──────── Supplied data ────────

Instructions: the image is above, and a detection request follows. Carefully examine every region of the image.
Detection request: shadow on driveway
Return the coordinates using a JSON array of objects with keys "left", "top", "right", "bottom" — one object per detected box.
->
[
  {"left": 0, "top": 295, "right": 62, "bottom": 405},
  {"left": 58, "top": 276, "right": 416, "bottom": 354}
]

────────

* **What the task requires**
Scan the lines above, and whenever one holds the string "request", copy it.

* **Solution**
Instructions: the image is above, and a detection request follows. Carefully examine every region of the image.
Detection request: shadow on driveway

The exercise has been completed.